Try it = Quote the passage of the text on suicide between "When I was in" and "I escaped this.", inclusive.

Text provided =

Suicide: Have you attempted suicide? Why or why not? Do you have suicidal ideations? Often, or once in awhile? Under what circumstances in your life do you find that you get suicidal/or ideations?



Once I was as close as one can get to suicide without actually doing it, and I went to the hospital instead tho I don't really know why. I often have suicidal ideations. When something significant goes wrong, I think that I just don't want to live thru the pain, and that the rest of my life will be just periods of pain and no happiness, so I should die now to avoid it. This is always caused by feelings of loneliness or abandonment or having no hope for the future or that I'll never change who I am and that I am worthless.

anon.


When I was in my late 20's and 30's, I half heartedly attempted suicide. I wanted to die at the moment but didn't have the courage to do it. I think I wanted someone to stop and stop my pain in some other way...*I* didn't know how but figured the one someone who loved me would. And if they didn't care enough to stop it, then I might as well be dead anyway. I haven't felt like actually killing myself for many years and know I wouldn't again. However, I have felt that *somehow* I wish I were dead if I lost my rock (my husband). I couldn't imagine life without him and wouldn't know what to do. Either if he left me, or if he died. That throws me into a panic. Otherwise I can handle anything else.

Diane


Not suicidal. No suicidal ideations. I don't know why I escaped this.

V.


Yes I have. It's not anything I'm proud of. I did because I wanted to leave. I wanted to get close to God, who is in heaven. I wanted to be with my Dad, who died 16 years ago. I wanted because I couldn't stand to be in such a big pain. My sorrow of life was overwhelming. I was not good enough for my kids (what I thought). I was not worth to be alive. I didn't know the meaning of life. I still don't. Noone liked me, I thought. I was just so depressed... There was no meaning... I rather leave myself than be left by anyone else... This is so much pain in this... I can't even describe it good enough... I didn't think things could ever get better. There was just darkness without any light at all... What's the point to stay alive then?

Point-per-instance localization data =
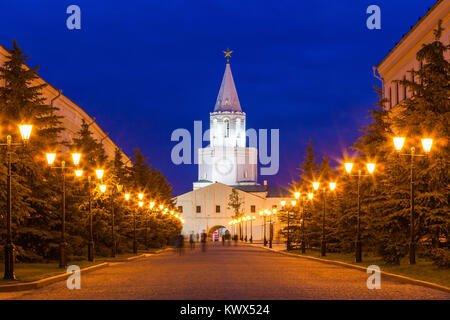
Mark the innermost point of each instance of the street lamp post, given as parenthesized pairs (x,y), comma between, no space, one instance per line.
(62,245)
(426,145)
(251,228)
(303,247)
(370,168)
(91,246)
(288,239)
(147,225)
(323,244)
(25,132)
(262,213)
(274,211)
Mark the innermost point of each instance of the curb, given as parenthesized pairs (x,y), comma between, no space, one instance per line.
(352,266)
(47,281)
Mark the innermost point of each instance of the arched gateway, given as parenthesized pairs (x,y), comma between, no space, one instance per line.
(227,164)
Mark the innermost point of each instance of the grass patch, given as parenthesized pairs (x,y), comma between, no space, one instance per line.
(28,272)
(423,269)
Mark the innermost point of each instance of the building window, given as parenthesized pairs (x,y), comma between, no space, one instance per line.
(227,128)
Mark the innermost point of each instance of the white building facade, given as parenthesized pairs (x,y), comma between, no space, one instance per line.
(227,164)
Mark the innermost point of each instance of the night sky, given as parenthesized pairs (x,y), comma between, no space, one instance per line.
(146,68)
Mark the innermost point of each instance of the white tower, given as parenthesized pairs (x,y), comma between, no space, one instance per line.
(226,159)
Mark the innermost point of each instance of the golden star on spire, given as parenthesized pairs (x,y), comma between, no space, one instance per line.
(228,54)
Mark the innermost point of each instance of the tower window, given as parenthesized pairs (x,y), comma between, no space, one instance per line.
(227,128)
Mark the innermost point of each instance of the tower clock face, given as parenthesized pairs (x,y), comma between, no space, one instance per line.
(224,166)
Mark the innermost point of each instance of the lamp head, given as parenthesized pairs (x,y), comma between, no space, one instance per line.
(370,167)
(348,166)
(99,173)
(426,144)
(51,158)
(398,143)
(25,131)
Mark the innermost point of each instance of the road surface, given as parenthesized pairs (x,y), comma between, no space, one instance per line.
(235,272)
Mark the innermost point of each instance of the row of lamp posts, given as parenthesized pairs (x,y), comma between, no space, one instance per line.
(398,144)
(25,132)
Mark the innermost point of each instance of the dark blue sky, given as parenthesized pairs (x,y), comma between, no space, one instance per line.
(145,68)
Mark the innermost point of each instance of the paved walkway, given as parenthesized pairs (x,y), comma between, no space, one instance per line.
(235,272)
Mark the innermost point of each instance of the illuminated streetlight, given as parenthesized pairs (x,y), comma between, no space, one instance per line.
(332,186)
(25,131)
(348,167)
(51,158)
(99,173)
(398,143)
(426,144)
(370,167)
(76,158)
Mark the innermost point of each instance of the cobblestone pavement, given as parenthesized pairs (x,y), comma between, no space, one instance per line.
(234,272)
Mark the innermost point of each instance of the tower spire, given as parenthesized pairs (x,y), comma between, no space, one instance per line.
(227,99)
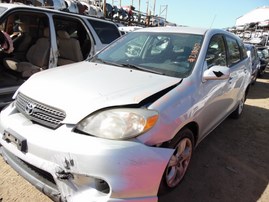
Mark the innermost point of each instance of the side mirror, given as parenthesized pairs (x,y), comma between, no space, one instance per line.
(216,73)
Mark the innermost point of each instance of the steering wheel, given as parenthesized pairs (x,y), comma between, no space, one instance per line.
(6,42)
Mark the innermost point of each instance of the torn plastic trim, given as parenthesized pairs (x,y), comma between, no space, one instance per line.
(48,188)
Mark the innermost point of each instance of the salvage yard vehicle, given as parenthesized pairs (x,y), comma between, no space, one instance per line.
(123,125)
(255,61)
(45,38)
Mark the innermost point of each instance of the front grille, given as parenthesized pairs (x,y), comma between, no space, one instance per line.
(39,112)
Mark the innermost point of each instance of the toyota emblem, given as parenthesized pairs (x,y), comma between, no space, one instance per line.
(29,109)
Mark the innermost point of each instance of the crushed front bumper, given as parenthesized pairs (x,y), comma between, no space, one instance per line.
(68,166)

...

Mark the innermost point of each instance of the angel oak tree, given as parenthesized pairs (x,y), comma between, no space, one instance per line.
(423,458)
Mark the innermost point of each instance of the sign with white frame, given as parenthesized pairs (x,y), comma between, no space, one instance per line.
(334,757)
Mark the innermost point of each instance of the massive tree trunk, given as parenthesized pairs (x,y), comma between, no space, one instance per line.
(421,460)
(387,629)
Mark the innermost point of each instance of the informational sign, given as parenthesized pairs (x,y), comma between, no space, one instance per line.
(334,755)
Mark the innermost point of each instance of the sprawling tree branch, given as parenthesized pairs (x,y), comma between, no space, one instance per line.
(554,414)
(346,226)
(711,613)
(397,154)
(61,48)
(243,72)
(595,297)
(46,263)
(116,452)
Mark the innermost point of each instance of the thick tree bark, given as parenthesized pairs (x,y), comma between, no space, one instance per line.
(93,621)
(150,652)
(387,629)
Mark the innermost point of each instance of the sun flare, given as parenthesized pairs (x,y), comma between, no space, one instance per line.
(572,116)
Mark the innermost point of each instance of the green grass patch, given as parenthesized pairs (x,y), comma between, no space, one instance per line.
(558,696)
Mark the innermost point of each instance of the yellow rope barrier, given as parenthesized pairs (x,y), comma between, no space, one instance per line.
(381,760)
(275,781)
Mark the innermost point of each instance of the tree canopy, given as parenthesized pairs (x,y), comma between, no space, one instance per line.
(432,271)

==

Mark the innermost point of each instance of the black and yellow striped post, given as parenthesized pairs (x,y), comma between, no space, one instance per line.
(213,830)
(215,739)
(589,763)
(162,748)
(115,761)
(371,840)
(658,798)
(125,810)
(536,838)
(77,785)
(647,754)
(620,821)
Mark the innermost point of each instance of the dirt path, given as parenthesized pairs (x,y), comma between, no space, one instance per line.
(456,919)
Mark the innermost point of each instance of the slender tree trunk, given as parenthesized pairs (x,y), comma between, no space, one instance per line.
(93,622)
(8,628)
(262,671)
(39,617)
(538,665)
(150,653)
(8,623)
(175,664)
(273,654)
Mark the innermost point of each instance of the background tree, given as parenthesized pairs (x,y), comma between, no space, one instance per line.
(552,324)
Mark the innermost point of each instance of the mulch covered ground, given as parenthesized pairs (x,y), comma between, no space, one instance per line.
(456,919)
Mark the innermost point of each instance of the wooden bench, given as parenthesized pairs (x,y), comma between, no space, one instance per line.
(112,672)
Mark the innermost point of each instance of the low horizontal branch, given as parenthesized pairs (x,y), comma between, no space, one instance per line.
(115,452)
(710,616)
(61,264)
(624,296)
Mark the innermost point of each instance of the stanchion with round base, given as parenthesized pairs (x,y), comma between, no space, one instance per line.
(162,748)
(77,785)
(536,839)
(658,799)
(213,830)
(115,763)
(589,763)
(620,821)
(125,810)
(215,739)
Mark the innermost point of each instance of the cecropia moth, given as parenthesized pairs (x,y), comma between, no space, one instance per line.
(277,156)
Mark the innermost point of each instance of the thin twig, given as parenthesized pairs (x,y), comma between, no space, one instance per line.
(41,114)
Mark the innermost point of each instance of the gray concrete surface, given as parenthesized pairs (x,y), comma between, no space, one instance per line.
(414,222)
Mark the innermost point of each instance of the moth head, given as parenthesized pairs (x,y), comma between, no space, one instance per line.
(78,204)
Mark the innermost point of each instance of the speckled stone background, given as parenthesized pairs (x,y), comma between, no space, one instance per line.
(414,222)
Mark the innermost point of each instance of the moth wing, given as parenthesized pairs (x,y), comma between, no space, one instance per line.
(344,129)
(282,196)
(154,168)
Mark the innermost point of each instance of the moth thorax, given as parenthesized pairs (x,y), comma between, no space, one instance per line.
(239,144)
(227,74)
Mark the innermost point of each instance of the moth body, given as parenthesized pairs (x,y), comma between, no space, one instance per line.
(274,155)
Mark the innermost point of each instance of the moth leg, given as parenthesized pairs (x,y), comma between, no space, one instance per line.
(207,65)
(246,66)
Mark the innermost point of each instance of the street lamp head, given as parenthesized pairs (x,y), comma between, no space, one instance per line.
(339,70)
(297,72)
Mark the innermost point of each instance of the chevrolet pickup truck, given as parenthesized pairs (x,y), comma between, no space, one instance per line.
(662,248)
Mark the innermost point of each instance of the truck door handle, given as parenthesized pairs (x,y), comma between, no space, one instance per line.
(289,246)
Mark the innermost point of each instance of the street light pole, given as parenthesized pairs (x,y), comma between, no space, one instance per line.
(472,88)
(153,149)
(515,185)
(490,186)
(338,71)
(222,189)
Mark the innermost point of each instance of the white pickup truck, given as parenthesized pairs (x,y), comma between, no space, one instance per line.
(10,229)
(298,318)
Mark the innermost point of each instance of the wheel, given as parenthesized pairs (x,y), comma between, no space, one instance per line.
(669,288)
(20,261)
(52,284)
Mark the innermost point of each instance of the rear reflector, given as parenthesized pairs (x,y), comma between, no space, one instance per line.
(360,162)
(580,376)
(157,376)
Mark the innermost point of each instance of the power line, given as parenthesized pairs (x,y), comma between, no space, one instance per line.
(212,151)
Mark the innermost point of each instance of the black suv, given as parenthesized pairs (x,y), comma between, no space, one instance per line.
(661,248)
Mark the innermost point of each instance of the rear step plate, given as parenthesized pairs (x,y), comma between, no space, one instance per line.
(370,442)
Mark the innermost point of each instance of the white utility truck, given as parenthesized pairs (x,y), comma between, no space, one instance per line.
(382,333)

The completed task =
When I was in my late 20's and 30's, I half heartedly attempted suicide. I wanted to die at the moment but didn't have the courage to do it. I think I wanted someone to stop and stop my pain in some other way...*I* didn't know how but figured the one someone who loved me would. And if they didn't care enough to stop it, then I might as well be dead anyway. I haven't felt like actually killing myself for many years and know I wouldn't again. However, I have felt that *somehow* I wish I were dead if I lost my rock (my husband). I couldn't imagine life without him and wouldn't know what to do. Either if he left me, or if he died. That throws me into a panic. Otherwise I can handle anything else.

Diane


Not suicidal. No suicidal ideations. I don't know why I escaped this.